■ WRITTEN TASK ■
Return the lines beginning at the one that contains "Please locate the wheel" and running to the end of the records, exactly and with nothing else. Omit pictures.

Pointing and labeling entries:
»»
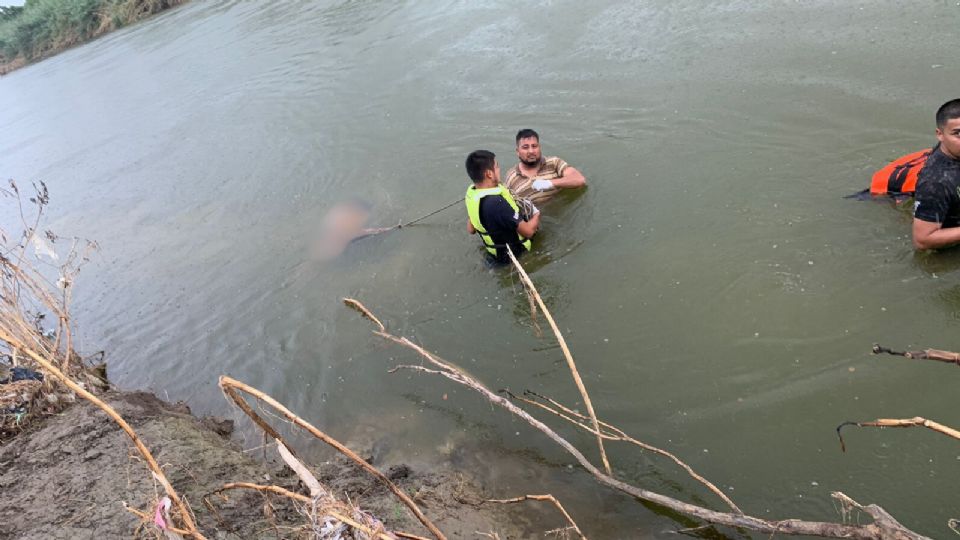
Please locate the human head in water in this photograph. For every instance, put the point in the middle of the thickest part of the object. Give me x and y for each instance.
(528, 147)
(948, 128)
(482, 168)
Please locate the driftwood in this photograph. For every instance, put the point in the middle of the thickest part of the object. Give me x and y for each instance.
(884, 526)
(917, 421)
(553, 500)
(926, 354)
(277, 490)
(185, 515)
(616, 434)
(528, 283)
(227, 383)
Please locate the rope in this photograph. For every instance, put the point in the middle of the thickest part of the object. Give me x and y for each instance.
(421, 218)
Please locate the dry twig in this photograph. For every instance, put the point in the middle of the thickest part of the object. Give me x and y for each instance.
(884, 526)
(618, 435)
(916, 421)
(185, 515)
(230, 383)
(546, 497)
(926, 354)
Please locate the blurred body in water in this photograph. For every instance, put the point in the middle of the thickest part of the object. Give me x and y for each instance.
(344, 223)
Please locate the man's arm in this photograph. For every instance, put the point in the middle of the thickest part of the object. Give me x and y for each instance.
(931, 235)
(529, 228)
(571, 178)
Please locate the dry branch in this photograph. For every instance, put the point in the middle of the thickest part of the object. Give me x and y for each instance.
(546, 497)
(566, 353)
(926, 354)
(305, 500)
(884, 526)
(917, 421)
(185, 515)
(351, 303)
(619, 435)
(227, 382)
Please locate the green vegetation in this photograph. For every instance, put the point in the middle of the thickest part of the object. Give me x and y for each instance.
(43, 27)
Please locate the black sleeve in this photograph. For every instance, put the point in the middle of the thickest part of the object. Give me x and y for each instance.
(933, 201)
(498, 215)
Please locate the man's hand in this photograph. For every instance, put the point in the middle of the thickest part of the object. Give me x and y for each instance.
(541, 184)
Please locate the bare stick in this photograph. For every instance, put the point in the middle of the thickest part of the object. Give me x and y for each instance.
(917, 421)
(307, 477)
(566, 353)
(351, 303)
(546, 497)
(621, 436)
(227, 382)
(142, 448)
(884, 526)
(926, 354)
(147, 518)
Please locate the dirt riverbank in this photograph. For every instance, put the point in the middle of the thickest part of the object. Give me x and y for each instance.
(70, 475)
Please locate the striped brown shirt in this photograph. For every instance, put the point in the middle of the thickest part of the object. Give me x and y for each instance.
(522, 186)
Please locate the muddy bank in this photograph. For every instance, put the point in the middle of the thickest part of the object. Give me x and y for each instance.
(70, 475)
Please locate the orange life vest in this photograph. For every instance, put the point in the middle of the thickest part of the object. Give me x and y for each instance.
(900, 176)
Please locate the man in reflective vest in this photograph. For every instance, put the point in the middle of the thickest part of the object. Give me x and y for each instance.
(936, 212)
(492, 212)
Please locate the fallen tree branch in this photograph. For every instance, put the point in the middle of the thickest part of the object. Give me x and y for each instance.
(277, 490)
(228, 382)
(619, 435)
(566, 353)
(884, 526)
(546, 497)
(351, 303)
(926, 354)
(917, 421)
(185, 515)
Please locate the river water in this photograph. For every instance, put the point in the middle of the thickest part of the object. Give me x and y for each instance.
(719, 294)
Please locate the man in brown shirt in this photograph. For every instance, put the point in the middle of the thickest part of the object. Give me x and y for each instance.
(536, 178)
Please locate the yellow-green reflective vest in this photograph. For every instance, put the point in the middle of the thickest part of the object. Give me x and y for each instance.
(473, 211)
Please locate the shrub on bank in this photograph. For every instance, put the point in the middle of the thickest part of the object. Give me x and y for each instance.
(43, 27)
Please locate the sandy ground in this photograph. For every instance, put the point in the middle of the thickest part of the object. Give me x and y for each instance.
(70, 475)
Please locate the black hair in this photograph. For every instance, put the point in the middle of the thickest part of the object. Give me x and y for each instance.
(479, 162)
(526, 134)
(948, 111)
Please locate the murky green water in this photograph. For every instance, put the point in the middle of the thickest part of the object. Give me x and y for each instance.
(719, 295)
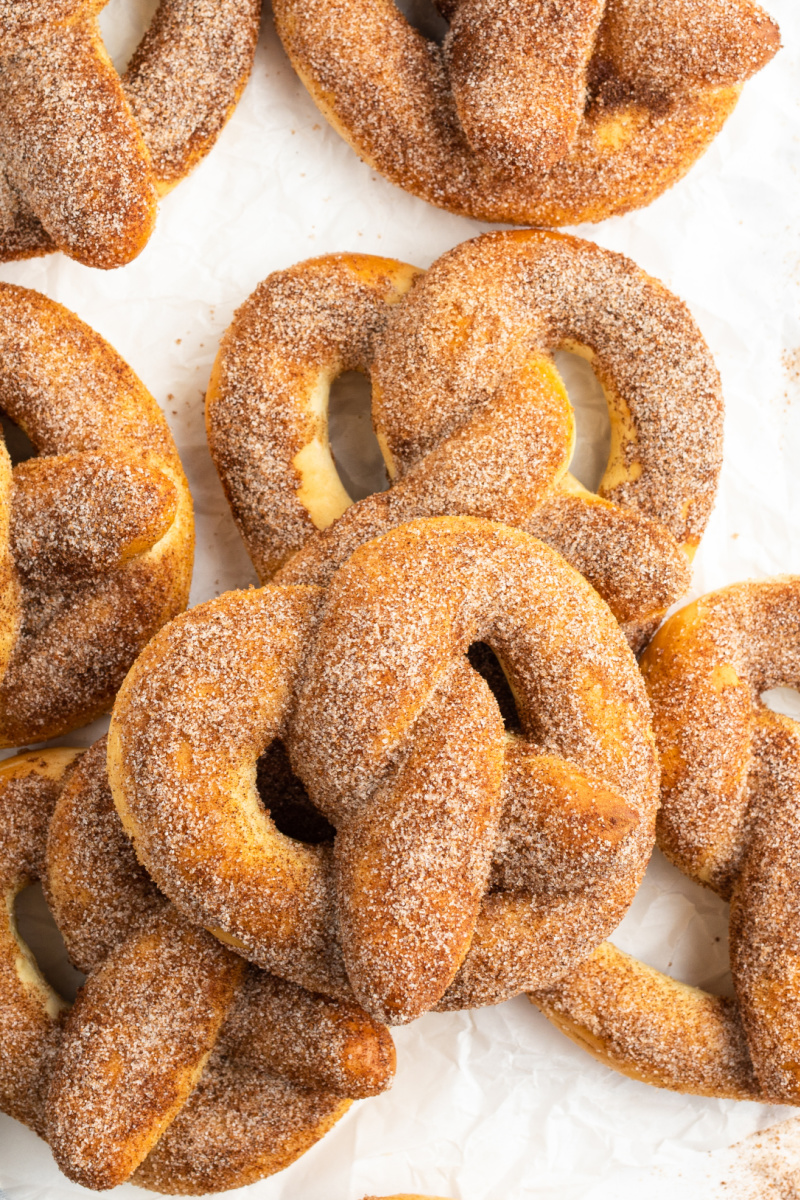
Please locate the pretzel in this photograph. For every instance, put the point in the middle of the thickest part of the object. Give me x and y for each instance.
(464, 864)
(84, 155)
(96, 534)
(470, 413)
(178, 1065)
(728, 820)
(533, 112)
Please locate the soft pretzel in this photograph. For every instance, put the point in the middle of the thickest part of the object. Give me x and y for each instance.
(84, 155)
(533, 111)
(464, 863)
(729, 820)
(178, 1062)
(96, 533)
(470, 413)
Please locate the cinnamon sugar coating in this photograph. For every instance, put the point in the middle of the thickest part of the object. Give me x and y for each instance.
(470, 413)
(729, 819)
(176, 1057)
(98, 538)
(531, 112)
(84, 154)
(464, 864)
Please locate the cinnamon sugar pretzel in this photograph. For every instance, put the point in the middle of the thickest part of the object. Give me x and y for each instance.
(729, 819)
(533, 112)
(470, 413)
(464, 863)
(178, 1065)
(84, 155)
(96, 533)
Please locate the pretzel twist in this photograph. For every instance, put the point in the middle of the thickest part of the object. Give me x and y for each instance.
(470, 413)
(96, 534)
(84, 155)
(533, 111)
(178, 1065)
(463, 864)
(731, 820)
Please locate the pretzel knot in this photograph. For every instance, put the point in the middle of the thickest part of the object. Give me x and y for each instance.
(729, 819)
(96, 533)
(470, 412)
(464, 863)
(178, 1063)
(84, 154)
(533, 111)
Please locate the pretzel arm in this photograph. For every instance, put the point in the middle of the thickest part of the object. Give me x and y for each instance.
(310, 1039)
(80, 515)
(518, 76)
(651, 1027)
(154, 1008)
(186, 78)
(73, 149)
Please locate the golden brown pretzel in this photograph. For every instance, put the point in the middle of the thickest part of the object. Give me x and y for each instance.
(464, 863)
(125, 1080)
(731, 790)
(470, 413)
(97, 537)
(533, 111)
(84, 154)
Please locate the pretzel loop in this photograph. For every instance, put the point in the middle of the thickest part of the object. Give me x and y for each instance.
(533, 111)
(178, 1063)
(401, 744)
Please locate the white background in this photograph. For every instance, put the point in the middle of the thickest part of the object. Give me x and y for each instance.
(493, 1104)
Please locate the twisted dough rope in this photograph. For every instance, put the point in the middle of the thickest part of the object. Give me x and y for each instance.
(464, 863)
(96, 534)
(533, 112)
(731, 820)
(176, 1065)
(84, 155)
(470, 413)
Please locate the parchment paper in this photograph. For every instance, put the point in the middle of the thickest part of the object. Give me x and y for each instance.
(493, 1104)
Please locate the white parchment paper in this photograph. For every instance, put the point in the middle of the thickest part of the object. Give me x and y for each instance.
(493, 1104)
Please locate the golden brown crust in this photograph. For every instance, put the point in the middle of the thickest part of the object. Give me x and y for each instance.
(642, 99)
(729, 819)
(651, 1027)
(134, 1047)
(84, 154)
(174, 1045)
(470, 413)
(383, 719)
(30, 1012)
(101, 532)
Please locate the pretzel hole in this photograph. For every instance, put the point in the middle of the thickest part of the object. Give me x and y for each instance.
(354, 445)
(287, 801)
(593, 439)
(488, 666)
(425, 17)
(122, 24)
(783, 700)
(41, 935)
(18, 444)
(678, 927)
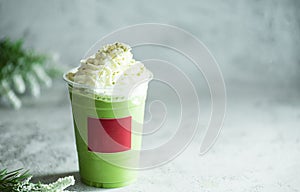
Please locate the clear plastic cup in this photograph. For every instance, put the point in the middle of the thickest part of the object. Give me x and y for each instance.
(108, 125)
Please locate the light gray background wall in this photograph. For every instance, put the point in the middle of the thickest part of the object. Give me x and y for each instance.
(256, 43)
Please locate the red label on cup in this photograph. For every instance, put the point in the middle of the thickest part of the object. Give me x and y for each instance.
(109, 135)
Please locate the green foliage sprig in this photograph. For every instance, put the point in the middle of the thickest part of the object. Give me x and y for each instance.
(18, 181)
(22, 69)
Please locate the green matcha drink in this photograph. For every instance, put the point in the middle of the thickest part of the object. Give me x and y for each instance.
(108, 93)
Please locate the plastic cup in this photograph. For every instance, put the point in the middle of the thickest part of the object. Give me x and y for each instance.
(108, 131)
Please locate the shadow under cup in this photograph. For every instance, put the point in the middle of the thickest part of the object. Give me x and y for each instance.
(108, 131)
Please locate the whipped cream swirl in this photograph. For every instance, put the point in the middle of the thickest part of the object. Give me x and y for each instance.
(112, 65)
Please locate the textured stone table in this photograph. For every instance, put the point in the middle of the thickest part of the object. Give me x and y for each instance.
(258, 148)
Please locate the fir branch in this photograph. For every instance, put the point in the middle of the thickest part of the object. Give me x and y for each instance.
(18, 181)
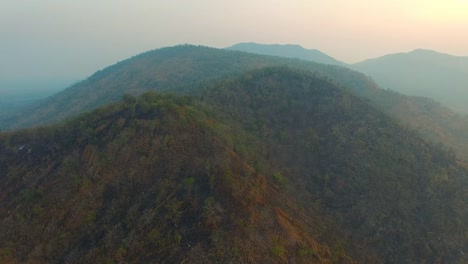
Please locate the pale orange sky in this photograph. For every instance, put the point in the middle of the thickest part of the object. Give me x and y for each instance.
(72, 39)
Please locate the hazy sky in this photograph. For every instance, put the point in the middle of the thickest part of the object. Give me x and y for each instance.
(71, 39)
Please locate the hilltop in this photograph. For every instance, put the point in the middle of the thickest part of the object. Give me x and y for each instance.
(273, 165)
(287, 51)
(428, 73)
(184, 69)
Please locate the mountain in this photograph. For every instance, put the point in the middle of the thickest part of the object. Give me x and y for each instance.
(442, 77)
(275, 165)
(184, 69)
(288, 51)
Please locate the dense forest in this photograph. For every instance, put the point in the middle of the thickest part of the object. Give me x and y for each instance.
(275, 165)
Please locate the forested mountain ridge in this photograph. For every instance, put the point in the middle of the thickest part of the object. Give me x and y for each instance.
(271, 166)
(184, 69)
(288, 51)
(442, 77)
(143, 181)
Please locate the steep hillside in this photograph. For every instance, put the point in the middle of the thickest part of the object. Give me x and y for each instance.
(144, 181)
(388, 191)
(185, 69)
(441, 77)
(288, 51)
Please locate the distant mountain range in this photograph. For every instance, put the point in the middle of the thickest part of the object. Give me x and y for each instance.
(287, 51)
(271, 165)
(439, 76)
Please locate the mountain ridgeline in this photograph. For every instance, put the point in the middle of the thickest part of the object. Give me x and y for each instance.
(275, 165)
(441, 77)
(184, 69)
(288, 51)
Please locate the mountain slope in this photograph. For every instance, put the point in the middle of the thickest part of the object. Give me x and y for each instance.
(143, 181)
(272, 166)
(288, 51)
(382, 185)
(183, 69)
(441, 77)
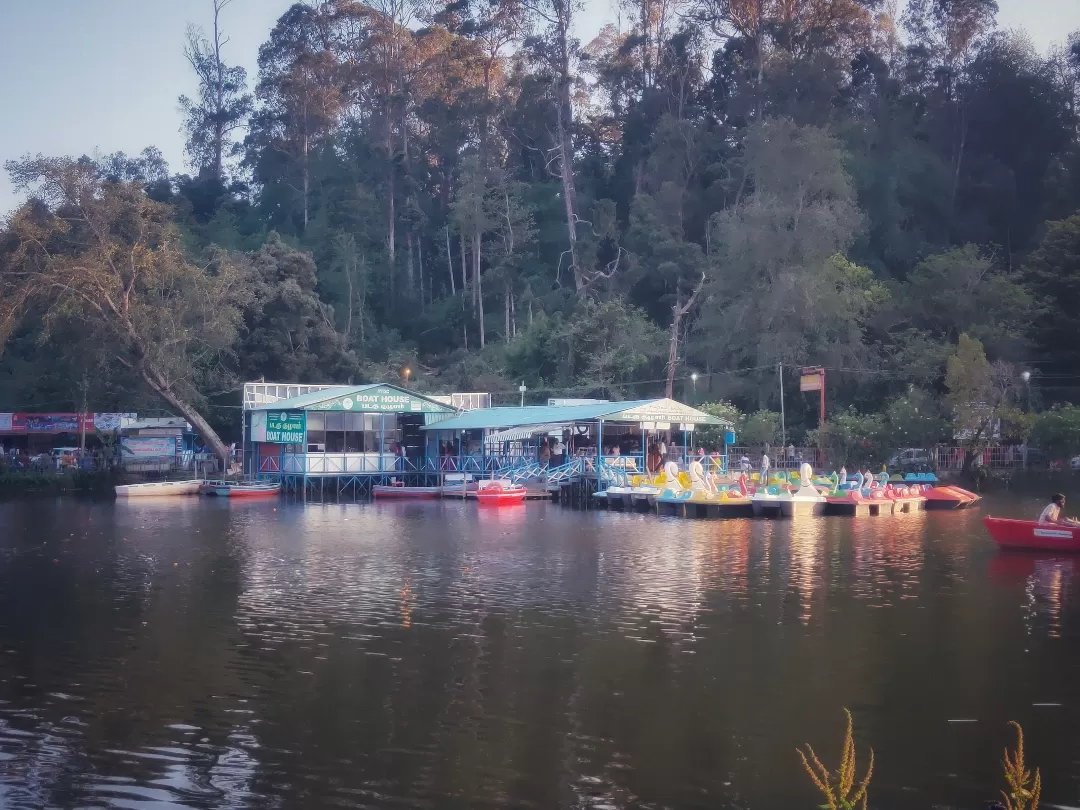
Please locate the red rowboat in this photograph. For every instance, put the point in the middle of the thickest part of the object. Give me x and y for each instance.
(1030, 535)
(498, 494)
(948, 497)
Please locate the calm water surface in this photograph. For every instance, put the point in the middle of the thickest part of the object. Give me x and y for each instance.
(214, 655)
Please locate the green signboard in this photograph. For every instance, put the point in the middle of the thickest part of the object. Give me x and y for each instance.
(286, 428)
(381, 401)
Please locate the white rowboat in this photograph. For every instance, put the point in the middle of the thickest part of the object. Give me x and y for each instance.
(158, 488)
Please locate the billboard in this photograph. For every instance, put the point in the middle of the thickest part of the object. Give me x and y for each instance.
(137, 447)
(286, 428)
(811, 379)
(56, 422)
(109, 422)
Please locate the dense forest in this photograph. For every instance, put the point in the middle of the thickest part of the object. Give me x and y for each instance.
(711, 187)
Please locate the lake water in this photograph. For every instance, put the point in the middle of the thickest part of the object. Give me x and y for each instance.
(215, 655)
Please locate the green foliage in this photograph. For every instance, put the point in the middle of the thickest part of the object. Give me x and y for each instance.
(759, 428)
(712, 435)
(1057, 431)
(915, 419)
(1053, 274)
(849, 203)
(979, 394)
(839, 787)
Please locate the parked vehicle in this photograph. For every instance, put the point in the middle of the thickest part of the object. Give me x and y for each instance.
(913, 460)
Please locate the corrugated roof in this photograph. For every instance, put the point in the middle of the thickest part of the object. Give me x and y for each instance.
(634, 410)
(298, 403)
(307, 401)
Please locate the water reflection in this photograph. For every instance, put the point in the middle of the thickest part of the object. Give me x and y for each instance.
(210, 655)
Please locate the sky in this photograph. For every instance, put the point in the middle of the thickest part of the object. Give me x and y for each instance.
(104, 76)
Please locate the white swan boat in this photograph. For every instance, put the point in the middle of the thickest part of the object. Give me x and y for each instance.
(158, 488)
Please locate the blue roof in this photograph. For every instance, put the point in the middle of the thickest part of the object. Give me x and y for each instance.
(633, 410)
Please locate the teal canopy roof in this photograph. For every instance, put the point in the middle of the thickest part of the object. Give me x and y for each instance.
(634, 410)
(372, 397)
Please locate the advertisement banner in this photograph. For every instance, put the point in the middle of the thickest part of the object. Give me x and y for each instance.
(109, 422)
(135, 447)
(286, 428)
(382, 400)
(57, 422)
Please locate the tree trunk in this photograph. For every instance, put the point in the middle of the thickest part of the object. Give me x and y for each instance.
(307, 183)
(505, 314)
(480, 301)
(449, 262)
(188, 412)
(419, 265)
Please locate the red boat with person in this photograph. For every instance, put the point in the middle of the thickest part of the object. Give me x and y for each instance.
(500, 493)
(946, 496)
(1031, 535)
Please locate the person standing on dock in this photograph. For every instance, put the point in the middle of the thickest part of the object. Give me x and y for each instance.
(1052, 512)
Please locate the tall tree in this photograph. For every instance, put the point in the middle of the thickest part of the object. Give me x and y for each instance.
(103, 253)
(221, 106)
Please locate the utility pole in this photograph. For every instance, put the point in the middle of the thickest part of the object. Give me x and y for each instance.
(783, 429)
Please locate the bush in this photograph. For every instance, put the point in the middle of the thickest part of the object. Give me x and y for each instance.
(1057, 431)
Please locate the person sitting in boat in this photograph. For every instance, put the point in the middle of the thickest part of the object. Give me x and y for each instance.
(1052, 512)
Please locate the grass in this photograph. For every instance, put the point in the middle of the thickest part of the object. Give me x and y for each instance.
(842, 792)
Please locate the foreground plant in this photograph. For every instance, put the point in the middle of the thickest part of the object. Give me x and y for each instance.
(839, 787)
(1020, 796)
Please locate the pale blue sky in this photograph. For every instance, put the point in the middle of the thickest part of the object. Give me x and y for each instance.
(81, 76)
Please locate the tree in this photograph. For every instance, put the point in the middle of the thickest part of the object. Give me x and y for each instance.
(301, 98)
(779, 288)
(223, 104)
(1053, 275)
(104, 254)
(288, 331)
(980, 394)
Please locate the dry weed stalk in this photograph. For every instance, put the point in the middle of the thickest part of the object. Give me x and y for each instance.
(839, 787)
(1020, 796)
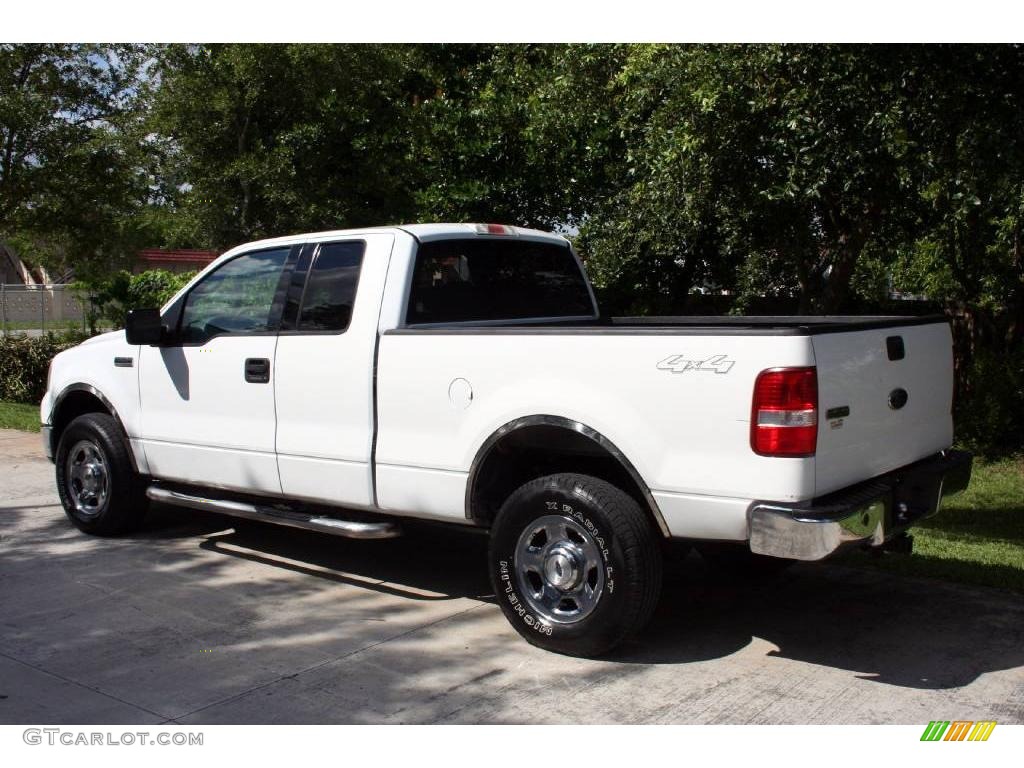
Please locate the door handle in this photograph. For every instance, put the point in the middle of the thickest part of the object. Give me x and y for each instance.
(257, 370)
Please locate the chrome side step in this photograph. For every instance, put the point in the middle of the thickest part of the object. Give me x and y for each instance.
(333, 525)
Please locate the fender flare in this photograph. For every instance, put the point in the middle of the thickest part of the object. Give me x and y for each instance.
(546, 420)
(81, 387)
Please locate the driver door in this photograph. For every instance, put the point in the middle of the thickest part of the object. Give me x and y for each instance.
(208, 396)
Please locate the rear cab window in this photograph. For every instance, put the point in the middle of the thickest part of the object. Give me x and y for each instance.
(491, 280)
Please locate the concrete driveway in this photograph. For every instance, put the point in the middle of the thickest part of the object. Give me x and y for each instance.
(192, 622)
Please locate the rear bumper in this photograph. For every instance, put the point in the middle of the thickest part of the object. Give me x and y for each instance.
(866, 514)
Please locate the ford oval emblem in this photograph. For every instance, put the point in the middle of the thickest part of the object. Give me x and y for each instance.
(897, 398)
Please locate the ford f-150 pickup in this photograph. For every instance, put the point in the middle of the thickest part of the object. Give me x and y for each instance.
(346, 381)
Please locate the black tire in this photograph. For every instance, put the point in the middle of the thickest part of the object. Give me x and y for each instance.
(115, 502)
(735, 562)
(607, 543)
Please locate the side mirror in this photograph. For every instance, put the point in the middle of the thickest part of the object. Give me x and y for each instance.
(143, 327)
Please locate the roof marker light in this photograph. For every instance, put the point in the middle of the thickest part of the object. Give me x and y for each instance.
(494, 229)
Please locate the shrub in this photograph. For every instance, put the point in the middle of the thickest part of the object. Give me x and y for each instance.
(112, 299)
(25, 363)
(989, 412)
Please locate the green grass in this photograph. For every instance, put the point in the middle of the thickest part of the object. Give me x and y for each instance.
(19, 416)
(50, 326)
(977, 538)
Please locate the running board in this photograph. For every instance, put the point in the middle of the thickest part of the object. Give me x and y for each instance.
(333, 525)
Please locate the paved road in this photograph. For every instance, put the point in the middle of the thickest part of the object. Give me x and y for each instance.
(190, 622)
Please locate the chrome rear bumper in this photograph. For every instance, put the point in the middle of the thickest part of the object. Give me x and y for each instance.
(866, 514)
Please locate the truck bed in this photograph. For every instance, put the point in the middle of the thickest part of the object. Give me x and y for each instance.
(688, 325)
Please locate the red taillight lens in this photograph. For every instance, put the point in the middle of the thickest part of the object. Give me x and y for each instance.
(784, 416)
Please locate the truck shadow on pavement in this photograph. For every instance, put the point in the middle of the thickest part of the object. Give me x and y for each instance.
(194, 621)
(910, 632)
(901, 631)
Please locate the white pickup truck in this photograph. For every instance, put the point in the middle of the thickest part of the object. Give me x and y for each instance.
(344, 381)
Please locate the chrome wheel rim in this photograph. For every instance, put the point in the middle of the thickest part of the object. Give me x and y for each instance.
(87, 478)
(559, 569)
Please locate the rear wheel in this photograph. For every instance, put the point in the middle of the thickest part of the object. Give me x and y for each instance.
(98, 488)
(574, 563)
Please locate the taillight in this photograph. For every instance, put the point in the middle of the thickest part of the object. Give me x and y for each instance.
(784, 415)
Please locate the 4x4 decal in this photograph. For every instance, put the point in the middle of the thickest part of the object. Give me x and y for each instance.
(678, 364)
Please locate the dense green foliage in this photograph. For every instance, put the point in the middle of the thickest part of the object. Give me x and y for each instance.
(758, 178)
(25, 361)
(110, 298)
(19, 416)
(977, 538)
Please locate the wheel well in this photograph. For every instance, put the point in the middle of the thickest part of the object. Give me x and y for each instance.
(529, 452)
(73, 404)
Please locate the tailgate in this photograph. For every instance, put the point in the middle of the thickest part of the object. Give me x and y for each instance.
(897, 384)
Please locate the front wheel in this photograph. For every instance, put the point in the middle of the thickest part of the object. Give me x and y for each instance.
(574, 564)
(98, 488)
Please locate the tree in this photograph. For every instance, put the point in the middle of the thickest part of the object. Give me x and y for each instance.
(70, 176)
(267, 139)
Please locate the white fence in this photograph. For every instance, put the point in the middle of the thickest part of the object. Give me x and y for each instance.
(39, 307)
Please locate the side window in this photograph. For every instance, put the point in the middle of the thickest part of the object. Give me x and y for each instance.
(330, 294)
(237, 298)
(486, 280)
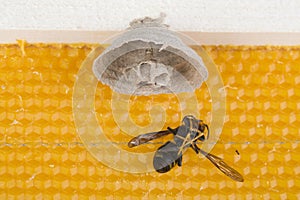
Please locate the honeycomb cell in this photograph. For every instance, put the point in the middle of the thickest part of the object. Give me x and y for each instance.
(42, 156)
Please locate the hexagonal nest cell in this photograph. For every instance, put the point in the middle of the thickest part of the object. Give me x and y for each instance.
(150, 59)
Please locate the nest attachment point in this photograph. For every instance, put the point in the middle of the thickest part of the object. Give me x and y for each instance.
««
■ RESPONSE ■
Please locate the wheel well in this photograph. For every instance, put the point in the middle of the thickest part of the object. Give me x and y for each instance.
(529, 452)
(73, 404)
Please locate the tailgate in this photograph. For every instance, put the point in the middle of the thickest part of the object. Give me x and y for each instance.
(897, 384)
Please locate the front wheel in this photograph. For every instance, put the point in the middle of the thickest part of the object. Give me x and y for each instance.
(574, 564)
(98, 488)
Please locate the tree in this photograph. For every instance, put the point in the middle of the thickest part of the object. Give me x and y for each instance.
(70, 176)
(267, 139)
Please locate the white fence in this photograph. For every instance, put the point in the middle of the thickest part of the object. Give me x and y for each instance.
(39, 307)
Please locate the side window in this photograph. For every instance, put the point in the middle of the thickest part of the object. Give me x and y for each instance.
(330, 294)
(237, 298)
(486, 280)
Please locate the honeycomb cell in this photograph. For every instance, put the point in the middle of the thickest part of the object. Give me x and y for each instance.
(42, 156)
Please locate the hexagonal nest cell in this photograph. For every instance, put the point in the middle of the thickest part of the object. Give me x and y for each instance.
(150, 59)
Please locate the nest attachment point in this photograph. For every instance, put the point in the middle of the thickest part of the object. Give me x and y for each instance.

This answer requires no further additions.